##### Provided information
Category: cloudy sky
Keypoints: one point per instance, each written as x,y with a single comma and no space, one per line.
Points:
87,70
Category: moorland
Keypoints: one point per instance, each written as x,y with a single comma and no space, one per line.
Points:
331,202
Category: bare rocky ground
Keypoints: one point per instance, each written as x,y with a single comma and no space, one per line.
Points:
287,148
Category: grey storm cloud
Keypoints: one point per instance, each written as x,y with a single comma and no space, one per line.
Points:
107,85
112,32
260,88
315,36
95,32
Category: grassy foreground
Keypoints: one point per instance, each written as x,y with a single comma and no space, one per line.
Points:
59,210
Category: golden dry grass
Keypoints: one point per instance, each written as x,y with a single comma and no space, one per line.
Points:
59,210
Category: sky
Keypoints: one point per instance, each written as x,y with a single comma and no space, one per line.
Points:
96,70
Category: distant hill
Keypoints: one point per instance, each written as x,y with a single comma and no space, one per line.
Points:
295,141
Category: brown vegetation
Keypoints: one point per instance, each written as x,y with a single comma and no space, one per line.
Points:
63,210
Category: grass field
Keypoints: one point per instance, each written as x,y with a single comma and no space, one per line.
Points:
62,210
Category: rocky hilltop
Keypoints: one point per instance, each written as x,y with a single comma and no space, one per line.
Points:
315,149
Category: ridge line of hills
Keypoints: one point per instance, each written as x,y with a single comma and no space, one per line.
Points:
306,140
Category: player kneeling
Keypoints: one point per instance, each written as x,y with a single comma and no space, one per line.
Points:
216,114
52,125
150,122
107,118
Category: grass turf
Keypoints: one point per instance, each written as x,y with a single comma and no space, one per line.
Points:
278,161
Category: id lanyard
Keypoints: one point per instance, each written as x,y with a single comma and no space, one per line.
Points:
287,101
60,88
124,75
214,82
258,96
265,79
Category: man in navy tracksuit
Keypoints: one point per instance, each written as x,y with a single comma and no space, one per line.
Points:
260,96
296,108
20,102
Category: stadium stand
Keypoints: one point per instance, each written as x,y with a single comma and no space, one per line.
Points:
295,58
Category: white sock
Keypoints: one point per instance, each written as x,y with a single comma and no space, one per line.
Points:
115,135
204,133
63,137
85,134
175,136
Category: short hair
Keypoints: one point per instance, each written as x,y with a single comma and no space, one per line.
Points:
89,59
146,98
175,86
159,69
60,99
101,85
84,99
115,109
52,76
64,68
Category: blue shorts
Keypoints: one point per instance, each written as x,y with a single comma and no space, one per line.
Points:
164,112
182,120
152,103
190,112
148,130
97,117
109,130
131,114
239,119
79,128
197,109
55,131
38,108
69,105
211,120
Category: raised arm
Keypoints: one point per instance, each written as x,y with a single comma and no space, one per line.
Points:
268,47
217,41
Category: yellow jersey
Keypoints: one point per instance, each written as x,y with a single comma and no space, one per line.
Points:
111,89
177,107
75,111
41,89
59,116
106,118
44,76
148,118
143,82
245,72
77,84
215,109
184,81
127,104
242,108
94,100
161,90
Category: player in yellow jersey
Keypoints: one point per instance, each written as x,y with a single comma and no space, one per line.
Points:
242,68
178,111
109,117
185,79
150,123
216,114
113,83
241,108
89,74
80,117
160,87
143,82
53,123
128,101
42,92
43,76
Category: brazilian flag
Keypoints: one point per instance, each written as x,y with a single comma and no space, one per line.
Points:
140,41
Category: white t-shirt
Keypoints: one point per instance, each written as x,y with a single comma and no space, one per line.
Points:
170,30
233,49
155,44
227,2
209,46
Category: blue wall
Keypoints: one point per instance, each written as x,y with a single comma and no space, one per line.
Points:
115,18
##########
**Instructions for the task:** Show all lines of the material in which the word "white" can be found.

**Solution for this problem:**
Category: white sock
Category: white t-shirt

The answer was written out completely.